─── DOCUMENT SEGMENT

# Embeddings and Similarity Search with Cortex AISQL

This notebook demonstrates:
- **AI_EMBED**: Generate vector embeddings for text and images
- **AI_SIMILARITY**: Calculate similarity between embeddings
- Semantic search and clustering use cases


In [None]:
import pandas as pd
import plotly.express as px
import plotly.graph_objects as go
import numpy as np
from snowflake.snowpark import Session
from IPython.display import display, Markdown, HTML

# Try to get active session (for Snowflake Notebooks)
# Otherwise, connect using ~/.snowflake/connections.toml
try:
    from snowflake.snowpark.context import get_active_session
    session = get_active_session()
    print("✅ Connected using Snowflake Notebooks session")
except:
    # Fallback: Connect using connections.toml
    import toml
    from pathlib import Path
    
    toml_path = Path.home() / ".snowflake" / "connections.toml"
    if toml_path.exists():
        connections = toml.load(toml_path)
        connection_name = "default"
        if connection_name in connections:
            conn_params = connections[connection_name]
            session = Session.builder.configs(conn_params).create()
            print(f"✅ Connected using connection profile: {connection_name}")
        else:
            raise Exception(f"❌ Connection '{connection_name}' not found")
    else:
        raise Exception(f"❌ Connection file not found at {toml_path}")

session.sql("USE DATABASE AISQL_DB").collect()
session.sql("USE SCHEMA AISQL_SCHEMA").collect()
session.sql("USE WAREHOUSE AISQL_WH").collect()


✅ Connected using connection profile: vinodshiv


[Row(status='Statement executed successfully.')]

## 1. AI_EMBED: Generate Embeddings

Create vector embeddings for semantic search


In [7]:
# Create embeddings for emails
# AI_EMBED returns a VECTOR type (not an array)
sql = """
CREATE OR REPLACE TABLE email_embeddings AS
SELECT 
    ticket_id,
    user_id,
    content,
    AI_EMBED('snowflake-arctic-embed-m-v1.5', content) as embedding
FROM emails
LIMIT 100
"""
session.sql(sql).collect()

# View embeddings
sql_view = """
SELECT 
    ticket_id,
    SUBSTR(content, 1, 100) as content_preview
FROM email_embeddings
LIMIT 10
"""
df = session.sql(sql_view).to_pandas()
display(Markdown("### Email Embeddings Created"))
display(df)
display(Markdown("**Model:** `snowflake-arctic-embed-m-v1.5` (768-dimensional embeddings)"))


### Email Embeddings Created

Unnamed: 0,TICKET_ID,CONTENT_PREVIEW
0,1830,I'd appreciate a refund for the unused Saturda...

──────
─── ROWS

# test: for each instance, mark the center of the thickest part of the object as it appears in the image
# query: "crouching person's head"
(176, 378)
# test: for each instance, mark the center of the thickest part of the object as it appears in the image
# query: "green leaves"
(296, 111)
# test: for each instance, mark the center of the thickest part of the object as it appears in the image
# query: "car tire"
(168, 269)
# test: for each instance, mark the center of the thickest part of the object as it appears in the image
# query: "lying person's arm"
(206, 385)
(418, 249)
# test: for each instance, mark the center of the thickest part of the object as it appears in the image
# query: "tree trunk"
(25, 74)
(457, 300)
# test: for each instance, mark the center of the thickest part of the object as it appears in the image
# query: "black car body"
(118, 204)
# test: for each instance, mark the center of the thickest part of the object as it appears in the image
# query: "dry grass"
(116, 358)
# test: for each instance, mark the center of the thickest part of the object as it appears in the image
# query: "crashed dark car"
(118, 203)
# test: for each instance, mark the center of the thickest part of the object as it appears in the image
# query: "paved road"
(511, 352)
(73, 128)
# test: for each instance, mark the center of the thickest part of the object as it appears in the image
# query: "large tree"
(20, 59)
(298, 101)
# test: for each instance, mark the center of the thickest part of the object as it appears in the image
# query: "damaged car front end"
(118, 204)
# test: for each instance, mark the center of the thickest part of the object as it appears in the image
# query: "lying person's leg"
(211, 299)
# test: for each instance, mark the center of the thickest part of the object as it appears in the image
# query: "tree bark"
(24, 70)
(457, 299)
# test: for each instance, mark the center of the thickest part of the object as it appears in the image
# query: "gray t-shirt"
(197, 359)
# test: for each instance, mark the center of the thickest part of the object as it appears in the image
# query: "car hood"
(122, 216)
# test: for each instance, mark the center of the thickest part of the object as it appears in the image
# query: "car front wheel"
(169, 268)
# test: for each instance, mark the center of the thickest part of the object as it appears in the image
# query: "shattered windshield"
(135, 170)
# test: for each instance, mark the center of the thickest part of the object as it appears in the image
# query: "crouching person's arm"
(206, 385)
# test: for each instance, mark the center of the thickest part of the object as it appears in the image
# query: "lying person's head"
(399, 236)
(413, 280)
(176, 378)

──────

- [SET EXERCISE] Could you transcribe the stretch of the embeddings notebook from "toml_path = Path.home()" through "session = Session.builder.configs(conn_params).create()"?

- [EXERCISE OUTPUT]
toml_path = Path.home() / ".snowflake" / "connections.toml"
    if toml_path.exists():
        connections = toml.load(toml_path)
        connection_name = "default"
        if connection_name in connections:
            conn_params = connections[connection_name]
            session = Session.builder.configs(conn_params).create()